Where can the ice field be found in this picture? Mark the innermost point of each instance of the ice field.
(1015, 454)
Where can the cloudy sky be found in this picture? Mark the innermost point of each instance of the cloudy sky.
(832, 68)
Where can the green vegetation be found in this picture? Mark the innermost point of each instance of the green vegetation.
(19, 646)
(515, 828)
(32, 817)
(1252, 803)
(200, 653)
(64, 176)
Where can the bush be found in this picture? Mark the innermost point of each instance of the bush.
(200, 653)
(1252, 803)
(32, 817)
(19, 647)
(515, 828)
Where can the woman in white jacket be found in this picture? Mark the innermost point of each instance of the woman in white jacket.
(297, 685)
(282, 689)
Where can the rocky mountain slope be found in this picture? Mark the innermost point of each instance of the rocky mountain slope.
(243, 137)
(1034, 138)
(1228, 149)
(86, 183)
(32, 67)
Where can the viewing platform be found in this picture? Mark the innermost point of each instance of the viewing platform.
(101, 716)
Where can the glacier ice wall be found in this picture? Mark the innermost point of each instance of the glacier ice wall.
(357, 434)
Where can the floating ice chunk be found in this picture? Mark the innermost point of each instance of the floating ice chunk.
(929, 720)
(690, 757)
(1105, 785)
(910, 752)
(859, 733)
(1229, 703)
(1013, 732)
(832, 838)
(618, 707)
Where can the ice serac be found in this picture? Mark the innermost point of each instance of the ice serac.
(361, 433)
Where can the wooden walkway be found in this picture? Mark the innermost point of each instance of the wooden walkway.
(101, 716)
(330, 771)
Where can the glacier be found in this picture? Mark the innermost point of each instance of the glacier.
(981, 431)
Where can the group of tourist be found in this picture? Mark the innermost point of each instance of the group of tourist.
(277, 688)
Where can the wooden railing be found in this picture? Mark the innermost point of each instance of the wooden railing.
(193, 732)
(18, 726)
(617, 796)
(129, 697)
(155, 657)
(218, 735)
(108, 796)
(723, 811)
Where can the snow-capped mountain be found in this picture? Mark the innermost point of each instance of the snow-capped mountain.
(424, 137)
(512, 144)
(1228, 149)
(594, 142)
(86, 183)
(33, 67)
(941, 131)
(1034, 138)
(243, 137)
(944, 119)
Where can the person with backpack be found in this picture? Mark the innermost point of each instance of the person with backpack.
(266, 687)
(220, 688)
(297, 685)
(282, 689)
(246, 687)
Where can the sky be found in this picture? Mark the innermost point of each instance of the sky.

———

__Aim of the exercise__.
Reproduce all of the records above word for word, leaving every line unchanged.

__Complete response__.
Where can the ice field be found in this picture? Mark the innermost point of each instance of the ice field.
(1015, 454)
Where can the cloudy sky be found in this picture? Mark the innermost point of each instance of the cloudy sky.
(832, 68)
Where can the green vegetation be found in this picture? Mark the innermost point of each instance of the green vegetation.
(19, 646)
(515, 828)
(32, 817)
(1252, 803)
(200, 653)
(64, 176)
Where can the bush be found in this picture? Mark the innermost point of each instance of the bush.
(200, 653)
(1252, 803)
(32, 817)
(19, 647)
(515, 828)
Where can the woman in white jacket be found in this picture? Mark the innermost point of each instance of the woman in white jacket.
(297, 685)
(282, 689)
Where can the rocky mountain slope be found in this picture? Mark the innermost point of each instance of the rocky mountain slope.
(243, 137)
(1034, 138)
(1228, 149)
(86, 183)
(32, 67)
Where can the viewing platform be found in this picture? Mark the innermost point of each instance of the viewing platform.
(101, 716)
Where can the glacier ice wall be found in this picture? Mark the innermost point of each instance of the glacier ice wall.
(357, 434)
Where can the floating ice chunk be found in this picture? Mark the innermost point of each instance of the floating ice chunk.
(929, 720)
(690, 757)
(1105, 785)
(910, 752)
(859, 733)
(1229, 703)
(1013, 732)
(832, 838)
(618, 707)
Where can the ice serac be found in this picture? Mark the innermost point of each instance of the ice serac.
(361, 433)
Where can the wooden walkway be found in this picture? Mark the innermost point of each instance of the wooden walkway.
(101, 716)
(330, 771)
Where can the glacier be found in this picture? Mark the innermost point of each instance of the glacier.
(981, 431)
Where can the group of tourist be found in this picture? Mark the innermost point of each instance of the group of tourist.
(277, 688)
Where can the wooden railing be found in this picture? Mark the innermost point of each instance of the wooden railing.
(193, 732)
(18, 726)
(617, 796)
(129, 697)
(155, 657)
(218, 735)
(108, 796)
(723, 811)
Where can the snow-capped mountain be found in this picture? Mark the innermost point of each instance of the snow-capped mountain.
(424, 137)
(512, 144)
(1228, 149)
(594, 142)
(86, 183)
(33, 67)
(941, 131)
(1034, 138)
(243, 137)
(944, 119)
Where can the person with backpack be found in this picture? Mark the innermost point of each instance of the person with backpack.
(266, 687)
(220, 688)
(297, 685)
(282, 689)
(246, 687)
Where can the sky be found in this picture? Mark the innermost point of each instance of the sky.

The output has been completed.